(Data items)
"""

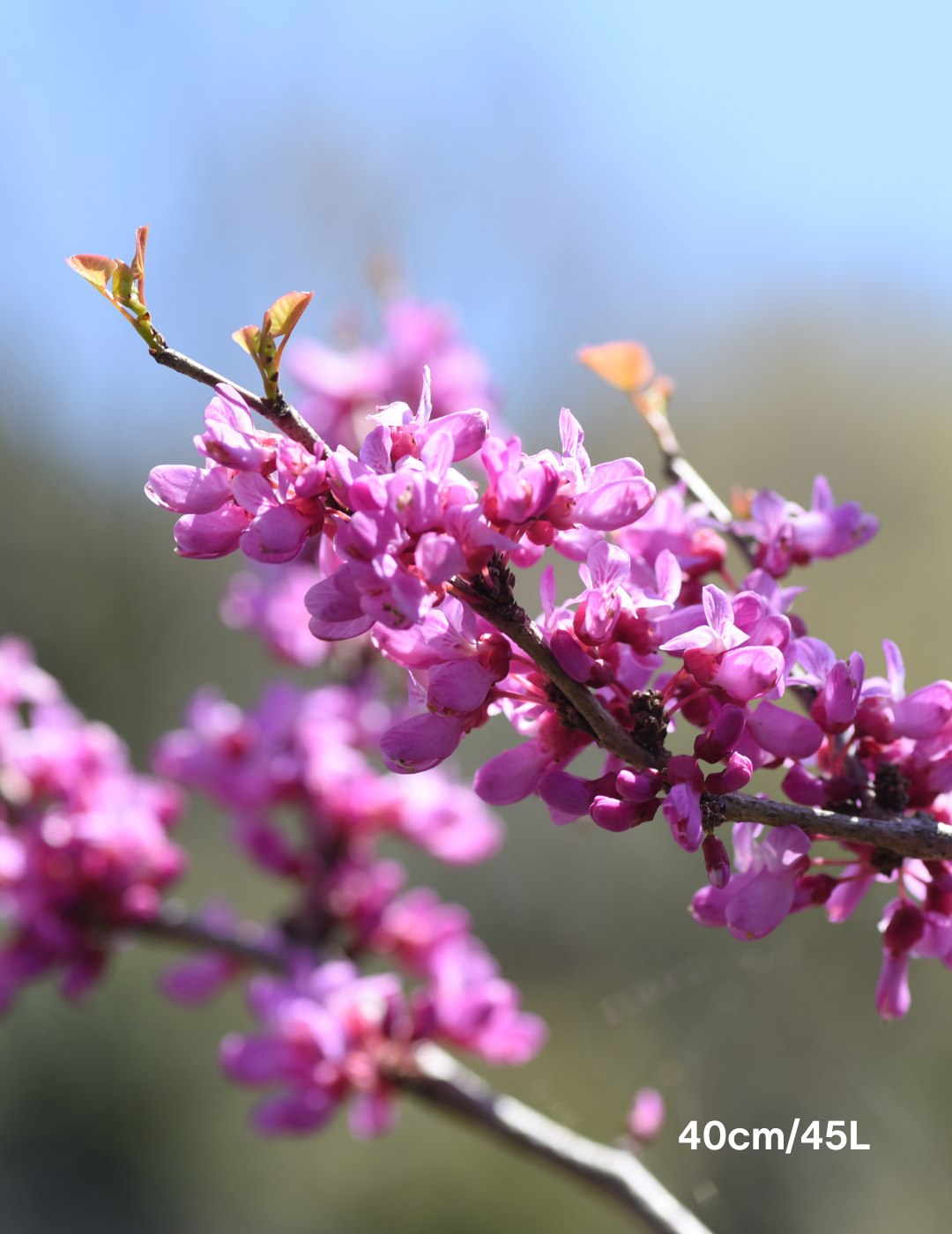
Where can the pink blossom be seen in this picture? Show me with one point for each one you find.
(646, 1116)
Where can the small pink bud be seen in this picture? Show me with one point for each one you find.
(718, 863)
(904, 929)
(646, 1116)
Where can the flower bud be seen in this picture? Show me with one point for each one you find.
(717, 861)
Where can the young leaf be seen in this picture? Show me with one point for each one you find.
(286, 312)
(138, 261)
(249, 338)
(95, 269)
(123, 281)
(624, 364)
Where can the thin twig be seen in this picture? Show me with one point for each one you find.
(246, 941)
(278, 411)
(447, 1083)
(918, 836)
(909, 836)
(437, 1079)
(651, 404)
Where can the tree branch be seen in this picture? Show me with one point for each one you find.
(917, 836)
(437, 1079)
(909, 836)
(449, 1085)
(278, 411)
(246, 940)
(652, 405)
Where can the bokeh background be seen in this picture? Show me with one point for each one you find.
(762, 194)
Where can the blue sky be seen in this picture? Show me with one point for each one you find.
(558, 172)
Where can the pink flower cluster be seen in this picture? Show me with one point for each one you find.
(410, 551)
(327, 1032)
(342, 389)
(84, 847)
(342, 386)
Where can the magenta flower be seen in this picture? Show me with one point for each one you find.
(791, 536)
(714, 653)
(646, 1116)
(762, 888)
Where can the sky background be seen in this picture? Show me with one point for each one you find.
(560, 173)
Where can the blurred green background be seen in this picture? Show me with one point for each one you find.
(762, 195)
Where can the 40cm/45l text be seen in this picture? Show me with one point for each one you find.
(717, 1135)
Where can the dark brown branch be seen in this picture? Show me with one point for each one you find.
(511, 621)
(437, 1079)
(449, 1085)
(917, 836)
(245, 941)
(278, 411)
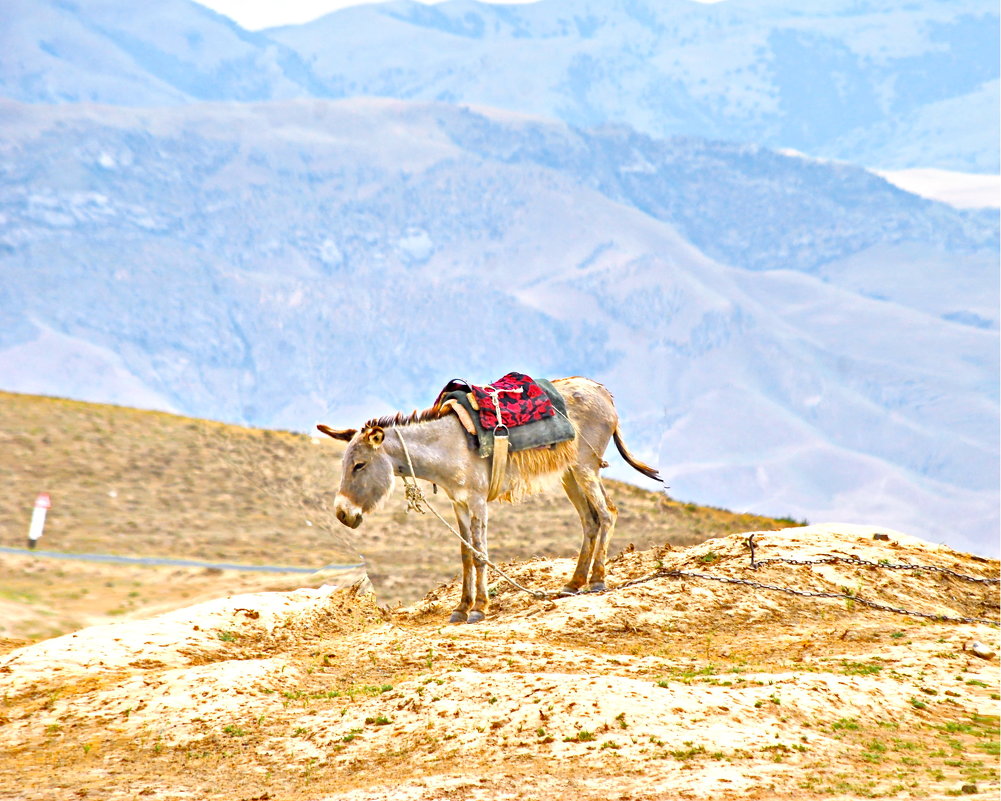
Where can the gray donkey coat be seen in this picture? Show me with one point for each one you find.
(439, 453)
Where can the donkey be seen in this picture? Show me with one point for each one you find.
(437, 449)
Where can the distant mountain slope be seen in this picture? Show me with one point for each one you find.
(107, 51)
(889, 84)
(280, 263)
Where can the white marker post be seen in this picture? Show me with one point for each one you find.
(42, 505)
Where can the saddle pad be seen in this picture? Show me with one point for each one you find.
(541, 434)
(520, 398)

"""

AIM »
Reproduce every line above verbatim, leaving out the pictures.

RESULT BELOW »
Where can the pink blossom be seen in this picture? Show me with one point for each one you find.
(646, 1116)
Where can the small pink bud be seen in this picture? Show me with one point for each one you find.
(718, 863)
(904, 929)
(646, 1116)
Where can the flower bud be seen in this picture? Show me with one point for each one you find.
(717, 861)
Where can the young leaf be seen in this picture? Show me with one point for each one you find.
(286, 312)
(138, 261)
(249, 338)
(95, 269)
(123, 281)
(624, 364)
Where can the thin twig be seen in this picture? Show me with one point for each one you find.
(246, 941)
(278, 411)
(447, 1083)
(918, 836)
(909, 836)
(437, 1079)
(651, 404)
Where can the tree branch be seen in this picture? Show me with one point for each one you find.
(917, 836)
(437, 1079)
(909, 836)
(449, 1085)
(278, 411)
(246, 940)
(652, 405)
Where can the bokeh background be seen in this picture? Show me with one point for each one you find.
(762, 194)
Where can the blue sky be seen in this picture? Show me with one point for each one you find.
(558, 172)
Where can the pink flower cluster be seen in this picture? Show me with one point for each one you find.
(410, 551)
(327, 1032)
(342, 389)
(84, 847)
(342, 386)
Where can the magenta flower be seen in this picture? Show me with one point for each one you find.
(791, 536)
(714, 653)
(646, 1116)
(762, 888)
Where can the sky background be seen in this picture? Show me with one point for each one you find.
(560, 173)
Where can the blurred green background be seen in this picture? Show me with one point for each one you find.
(762, 195)
Where can the 40cm/45l text be seen in this picture? Show me with one point for each one you find.
(717, 1135)
Where can the dark brown branch be seen in this picture? Show me with one point for each one you find.
(511, 621)
(437, 1079)
(449, 1085)
(917, 836)
(245, 941)
(278, 411)
Where can the gray donkey coat be seen in this picture? Show me with one point for each one you find.
(439, 453)
Where can the donkey be seen in this picture? Show me with one point for each one you find.
(437, 449)
Where can the distant mountain slope be seen in this picture? Show me with one point for each one you find.
(107, 51)
(889, 84)
(280, 263)
Where can the white marker post be seen in this picture? Show me with one point for each one you find.
(42, 505)
Where can the saddle pad be seen in this picture? Show me with one point for each one you find.
(541, 434)
(520, 398)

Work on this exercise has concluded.